:: SEZIONE DEL DOCUMENTO

4.1. In relazione a tali reati va disposto l’annullamento senza rinvio poiche’ la contestuale ricorrenza nel giudizio di cassazione di una causa estintiva del reato e di una nullita’ processuale anche assoluta e insanabile, comporta la prevalenza della prima, per effetto del principio della immediata declaratoria di determinate cause di non punibilita’, sancito dall’articolo 129 c.p.p., salvo che l’operativita’ della causa estintiva non presupponga specifici accertamenti e valutazioni riservati al giudice di merito, prevalendo in tal caso la nullita’, in quanto funzionale alla necessaria rinnovazione del relativo giudizio (Sez. U, n. 17179 del 27/02/2002, Conti, Rv. 221403).
Nel caso in esame, come si e’ detto, il decorso del termine di prescrizione si evince senza la necessita’ di procedere ad ulteriori accertamenti, sicche’ si impone la relativa declaratoria.
5. Con riferimento, invece, ai reati non ancora prescritti ascritti a (OMISSIS) e (OMISSIS) al capo A) dal n. 88 al n. 106 e, per il solo (OMISSIS), al capo D), la sentenza impugnata deve essere annullata con rinvio alla Corte d’appello di Salerno la quale dovra’ procedere su tali capi e sulle relative statuizioni civili a nuovo giudizio, valutando, in piena liberta’, le doglianze sviluppate con gli atti d’appello erroneamente dichiarati inammissibili.
6. Per quanto concerne i reati prescritti, ineludibile compito della Corte di appello di Salerno sara’ quello, ex articolo 578 c.p.p., di esaminare compiutamente i motivi di gravame ai fini del giudizio di risarcimento del danno reclamato dalla parte civile.
In base a tale articolo, “quando nei confronti dell’imputato e’ stata pronunciata condanna anche generica, alle restituzioni o al risarcimento dei danni cagionati da reato, a favore della parte civile” prima il giudice di appello e poi la Corte di cassazione “nel dichiarare il reato estinto per amnistia o per prescrizione” devono decidere “sull’impugnazione ai soli effetti delle disposizioni e dei capi della sentenza che concernono gli interessi civili”.

::::
:: ELENCO DATI

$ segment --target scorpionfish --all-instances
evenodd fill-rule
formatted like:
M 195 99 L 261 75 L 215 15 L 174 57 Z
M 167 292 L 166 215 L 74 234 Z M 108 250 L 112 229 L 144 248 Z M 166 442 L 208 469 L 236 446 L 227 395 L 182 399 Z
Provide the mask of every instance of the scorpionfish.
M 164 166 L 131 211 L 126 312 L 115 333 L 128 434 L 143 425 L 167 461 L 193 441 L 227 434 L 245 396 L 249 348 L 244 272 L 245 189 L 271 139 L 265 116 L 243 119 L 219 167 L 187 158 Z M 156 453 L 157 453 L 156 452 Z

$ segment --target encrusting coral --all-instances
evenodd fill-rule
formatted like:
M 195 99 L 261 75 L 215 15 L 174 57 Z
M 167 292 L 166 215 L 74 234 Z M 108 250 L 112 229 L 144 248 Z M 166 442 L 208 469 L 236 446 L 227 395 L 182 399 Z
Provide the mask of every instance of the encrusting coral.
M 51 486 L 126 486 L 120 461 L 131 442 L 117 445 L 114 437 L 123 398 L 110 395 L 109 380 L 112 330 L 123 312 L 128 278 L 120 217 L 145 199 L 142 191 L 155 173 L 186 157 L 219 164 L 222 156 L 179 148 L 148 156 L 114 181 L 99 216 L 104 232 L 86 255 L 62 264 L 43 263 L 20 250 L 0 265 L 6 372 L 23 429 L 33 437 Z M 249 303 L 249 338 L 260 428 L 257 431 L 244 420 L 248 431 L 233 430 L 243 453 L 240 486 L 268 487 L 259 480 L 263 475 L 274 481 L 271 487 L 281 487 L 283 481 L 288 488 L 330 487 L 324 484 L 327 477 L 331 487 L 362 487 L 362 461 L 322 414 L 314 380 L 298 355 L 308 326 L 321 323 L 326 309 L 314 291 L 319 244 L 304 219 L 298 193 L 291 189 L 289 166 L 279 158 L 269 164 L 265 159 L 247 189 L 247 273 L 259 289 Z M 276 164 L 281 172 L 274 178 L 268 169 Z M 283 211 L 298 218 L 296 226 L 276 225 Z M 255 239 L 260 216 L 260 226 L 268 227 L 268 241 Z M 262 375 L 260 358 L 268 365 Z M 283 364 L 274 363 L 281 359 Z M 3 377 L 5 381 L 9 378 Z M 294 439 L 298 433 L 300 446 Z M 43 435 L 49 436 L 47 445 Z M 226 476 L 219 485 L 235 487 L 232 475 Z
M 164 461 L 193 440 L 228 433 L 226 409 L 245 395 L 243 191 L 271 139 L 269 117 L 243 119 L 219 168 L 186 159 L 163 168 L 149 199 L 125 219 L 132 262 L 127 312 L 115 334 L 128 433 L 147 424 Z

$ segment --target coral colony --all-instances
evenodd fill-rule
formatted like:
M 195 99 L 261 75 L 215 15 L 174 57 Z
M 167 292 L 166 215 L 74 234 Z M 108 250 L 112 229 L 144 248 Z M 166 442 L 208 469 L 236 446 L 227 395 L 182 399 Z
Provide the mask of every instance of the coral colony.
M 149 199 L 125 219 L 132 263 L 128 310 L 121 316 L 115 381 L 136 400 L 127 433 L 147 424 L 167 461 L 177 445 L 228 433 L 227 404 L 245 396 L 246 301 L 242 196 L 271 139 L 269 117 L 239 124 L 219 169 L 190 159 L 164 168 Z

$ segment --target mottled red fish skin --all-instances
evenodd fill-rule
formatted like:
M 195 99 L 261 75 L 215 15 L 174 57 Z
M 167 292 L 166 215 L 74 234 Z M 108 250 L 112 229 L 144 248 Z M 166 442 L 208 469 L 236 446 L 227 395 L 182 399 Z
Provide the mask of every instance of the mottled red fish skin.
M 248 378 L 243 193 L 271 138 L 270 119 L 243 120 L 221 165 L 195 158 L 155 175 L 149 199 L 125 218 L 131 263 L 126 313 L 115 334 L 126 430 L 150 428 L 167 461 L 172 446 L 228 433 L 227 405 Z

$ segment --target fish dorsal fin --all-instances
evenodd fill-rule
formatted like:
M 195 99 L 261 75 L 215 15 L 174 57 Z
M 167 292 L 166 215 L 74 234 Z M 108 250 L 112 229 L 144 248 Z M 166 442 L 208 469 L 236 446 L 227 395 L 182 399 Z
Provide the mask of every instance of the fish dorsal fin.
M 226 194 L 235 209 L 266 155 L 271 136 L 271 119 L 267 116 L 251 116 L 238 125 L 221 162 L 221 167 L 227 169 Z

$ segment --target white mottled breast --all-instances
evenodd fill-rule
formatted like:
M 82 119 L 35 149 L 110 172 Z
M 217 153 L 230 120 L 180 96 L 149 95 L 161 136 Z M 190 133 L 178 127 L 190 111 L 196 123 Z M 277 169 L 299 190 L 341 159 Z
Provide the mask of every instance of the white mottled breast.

::::

COMPITI ED ESERCIZI:
A - Secondo la sezione del documento, a quale corte d'appello vengono rinviati i reati non ancora prescritti per il nuovo giudizio?
B - Riporta tutti i numeri di paragrafo che compaiono nella sezione del documento.
C - Scrivi il seguito della sezione sulla prescrizione dei reati e sugli interessi civili, partendo dopo l'ultima frase riportata.

RISPOSTE FORNITE:
A - Alla Corte d'appello di Salerno.

B - 4.1, 5, 6

C -
Nel caso in esame l’accertamento sul giudizio di responsabilita’ degli imputati ai fini del risarcimento del danno non puo’, pero’, essere compiuto da questa Corte in difetto di un giudizio di condanna anche generica al risarcimento dei danni cagionati dal reato, a favore della parte civile, da parte della Corte di appello che, nel caso in esame, pur all’esito di giudizio, si e’ fermata alla preliminare valutazione di inammissibilita’ dell’atto di appello.
6.1. Mette conto evidenziare che non ricorrono, invece, le condizioni per il rinvio al giudice civile competente per valore in grado di appello ex articolo 622 c.p.p..
Tale norma non presuppone necessariamente un definitivo accertamento della responsabilita’ penale, ma solo l’intangibilita’ degli effetti penali della sentenza impugnata, di cui la cassazione annulla unicamente le disposizioni o i capi che riguardano l’azione civile (o accoglie il ricorso della parte civile contro la decisione di proscioglimento dell’imputato).
La ratio della previsione normativa e’, infatti, quella di evitare ulteriori interventi del giudice penale ove non vi sia piu’ nulla da accertare da parte sua (Sez. 3, n. 46476 del 13/07/2017, Ostuni, Rv. 271147).
6.2. Deve sottolinearsi che, nel caso di specie, e’ stato disposto l’annullamento con rinvio anche per le statuizioni penali relative ad alcuni reati di peculato e falso – statuizioni tra l’altro strettamente connesse a quelle prescritte – nell’ambito di un procedimento con parti civili costituite e, proprio in ragione di cio’, la norma di riferimento non puo’ che essere quella di cui all’articolo 578 c.p.p., non essendo consentito e razionale il rinvio a due giudici d’appello diversi.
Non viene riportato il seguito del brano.